__The task__: Print the lines in the listing below that fall between the line with "Where is each instance of the green hill" and the line with "Where is each instance of the white cloud", those two lines included, exactly as they stand and with nothing else.
[Material provided]
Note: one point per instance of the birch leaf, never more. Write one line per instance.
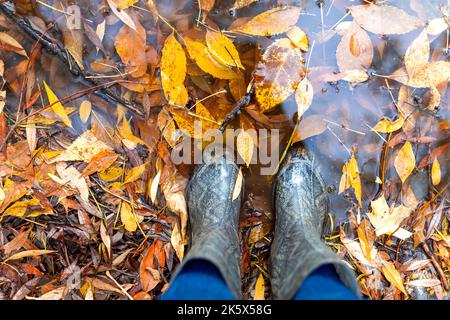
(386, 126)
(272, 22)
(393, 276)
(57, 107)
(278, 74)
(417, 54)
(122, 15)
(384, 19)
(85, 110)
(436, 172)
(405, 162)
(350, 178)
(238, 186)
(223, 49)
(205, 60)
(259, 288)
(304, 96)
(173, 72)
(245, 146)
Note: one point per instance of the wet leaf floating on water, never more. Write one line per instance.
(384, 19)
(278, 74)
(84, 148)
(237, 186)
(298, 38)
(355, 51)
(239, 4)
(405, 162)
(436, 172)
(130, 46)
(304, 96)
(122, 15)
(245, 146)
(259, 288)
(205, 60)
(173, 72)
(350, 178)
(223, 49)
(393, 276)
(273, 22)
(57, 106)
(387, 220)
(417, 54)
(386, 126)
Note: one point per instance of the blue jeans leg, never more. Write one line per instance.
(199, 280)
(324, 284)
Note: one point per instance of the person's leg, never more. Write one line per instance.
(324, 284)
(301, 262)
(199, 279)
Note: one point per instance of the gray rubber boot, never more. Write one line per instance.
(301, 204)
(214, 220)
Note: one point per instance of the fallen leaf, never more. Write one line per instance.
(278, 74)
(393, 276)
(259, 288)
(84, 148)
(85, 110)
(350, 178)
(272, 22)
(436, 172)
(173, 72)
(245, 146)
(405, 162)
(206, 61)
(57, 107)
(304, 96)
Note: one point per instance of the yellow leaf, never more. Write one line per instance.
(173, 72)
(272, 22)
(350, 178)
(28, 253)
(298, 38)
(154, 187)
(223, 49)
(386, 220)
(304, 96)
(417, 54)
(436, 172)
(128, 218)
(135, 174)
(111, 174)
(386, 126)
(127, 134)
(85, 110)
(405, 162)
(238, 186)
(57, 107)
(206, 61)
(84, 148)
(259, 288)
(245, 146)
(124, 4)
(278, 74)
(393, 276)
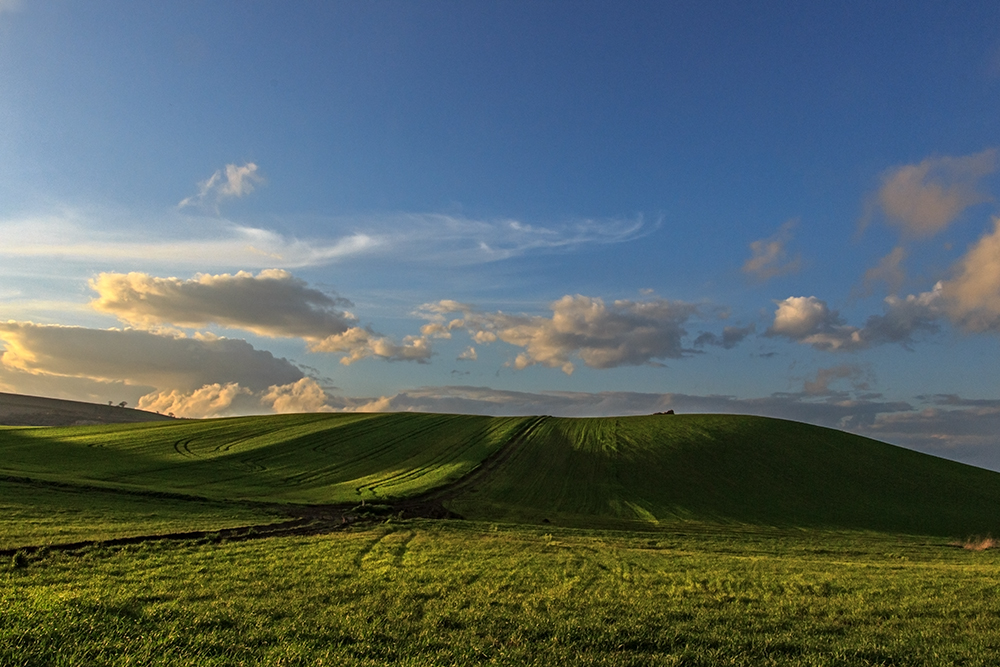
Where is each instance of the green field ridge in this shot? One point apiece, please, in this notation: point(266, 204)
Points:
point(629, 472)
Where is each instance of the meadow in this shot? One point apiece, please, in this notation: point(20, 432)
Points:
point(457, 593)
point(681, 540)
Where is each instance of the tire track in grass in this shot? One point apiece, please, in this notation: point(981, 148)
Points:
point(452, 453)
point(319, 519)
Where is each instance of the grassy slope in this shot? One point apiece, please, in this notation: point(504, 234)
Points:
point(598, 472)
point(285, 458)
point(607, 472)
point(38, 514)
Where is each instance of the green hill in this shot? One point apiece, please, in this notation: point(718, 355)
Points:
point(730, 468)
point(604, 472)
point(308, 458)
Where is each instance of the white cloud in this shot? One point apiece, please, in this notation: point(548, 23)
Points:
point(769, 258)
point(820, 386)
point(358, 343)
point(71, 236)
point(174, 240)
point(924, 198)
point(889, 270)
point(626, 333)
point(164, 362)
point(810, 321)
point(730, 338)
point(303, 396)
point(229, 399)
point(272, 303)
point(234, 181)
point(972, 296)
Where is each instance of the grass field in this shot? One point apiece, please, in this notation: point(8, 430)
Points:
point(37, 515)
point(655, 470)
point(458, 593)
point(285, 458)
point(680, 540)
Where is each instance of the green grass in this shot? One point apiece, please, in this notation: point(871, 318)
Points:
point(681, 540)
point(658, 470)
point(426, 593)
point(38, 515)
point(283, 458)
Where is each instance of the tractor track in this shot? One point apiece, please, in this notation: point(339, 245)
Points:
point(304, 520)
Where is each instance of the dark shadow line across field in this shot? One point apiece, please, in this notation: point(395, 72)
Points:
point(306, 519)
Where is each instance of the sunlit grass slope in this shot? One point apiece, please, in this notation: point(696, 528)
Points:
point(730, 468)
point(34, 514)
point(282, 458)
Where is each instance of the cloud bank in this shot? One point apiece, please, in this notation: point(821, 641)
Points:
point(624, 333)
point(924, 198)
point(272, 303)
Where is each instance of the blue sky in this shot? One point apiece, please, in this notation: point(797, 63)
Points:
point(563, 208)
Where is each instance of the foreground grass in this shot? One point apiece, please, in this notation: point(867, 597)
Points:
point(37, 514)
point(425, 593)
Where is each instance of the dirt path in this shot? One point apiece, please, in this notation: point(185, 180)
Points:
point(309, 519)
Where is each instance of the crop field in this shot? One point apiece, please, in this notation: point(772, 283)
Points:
[/Material provided]
[Material provided]
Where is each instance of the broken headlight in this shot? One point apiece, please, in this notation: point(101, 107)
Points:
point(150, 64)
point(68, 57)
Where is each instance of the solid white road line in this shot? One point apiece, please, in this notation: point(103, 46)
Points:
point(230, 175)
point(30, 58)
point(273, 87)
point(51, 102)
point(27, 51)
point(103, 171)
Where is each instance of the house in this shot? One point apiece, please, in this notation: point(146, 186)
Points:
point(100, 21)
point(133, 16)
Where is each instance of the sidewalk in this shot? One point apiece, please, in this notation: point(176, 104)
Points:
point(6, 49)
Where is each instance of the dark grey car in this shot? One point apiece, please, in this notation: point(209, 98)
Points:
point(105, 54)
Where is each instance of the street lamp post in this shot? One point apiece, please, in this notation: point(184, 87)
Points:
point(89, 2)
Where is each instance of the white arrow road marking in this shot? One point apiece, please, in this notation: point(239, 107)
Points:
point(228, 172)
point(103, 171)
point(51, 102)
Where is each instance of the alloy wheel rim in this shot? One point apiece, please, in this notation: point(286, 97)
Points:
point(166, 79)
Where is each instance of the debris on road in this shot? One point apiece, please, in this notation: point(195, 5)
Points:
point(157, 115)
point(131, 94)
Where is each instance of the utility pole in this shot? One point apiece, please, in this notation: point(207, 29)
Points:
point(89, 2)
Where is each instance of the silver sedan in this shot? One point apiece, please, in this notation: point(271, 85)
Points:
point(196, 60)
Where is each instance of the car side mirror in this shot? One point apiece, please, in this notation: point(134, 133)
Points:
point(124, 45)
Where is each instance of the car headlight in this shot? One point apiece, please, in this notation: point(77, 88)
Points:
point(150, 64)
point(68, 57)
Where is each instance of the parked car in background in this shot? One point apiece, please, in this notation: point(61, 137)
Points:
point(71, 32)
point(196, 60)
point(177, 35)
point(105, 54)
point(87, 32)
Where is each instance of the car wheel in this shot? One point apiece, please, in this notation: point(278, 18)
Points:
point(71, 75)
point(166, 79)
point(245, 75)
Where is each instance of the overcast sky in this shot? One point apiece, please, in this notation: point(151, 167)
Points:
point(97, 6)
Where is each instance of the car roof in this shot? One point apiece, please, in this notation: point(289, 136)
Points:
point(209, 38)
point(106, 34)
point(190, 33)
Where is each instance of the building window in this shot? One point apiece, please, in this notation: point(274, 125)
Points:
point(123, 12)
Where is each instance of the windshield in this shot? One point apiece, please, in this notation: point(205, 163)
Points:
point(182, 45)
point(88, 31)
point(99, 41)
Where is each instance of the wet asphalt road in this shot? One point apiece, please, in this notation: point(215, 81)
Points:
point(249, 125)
[/Material provided]
__Task result__:
Where is each instance of the green hill in this shot? One point apiece, please, in this notation: point(718, 355)
Points:
point(730, 468)
point(604, 472)
point(308, 458)
Where is each instance of the white cloud in this shot? One point apiece, please, in this notation: point(548, 23)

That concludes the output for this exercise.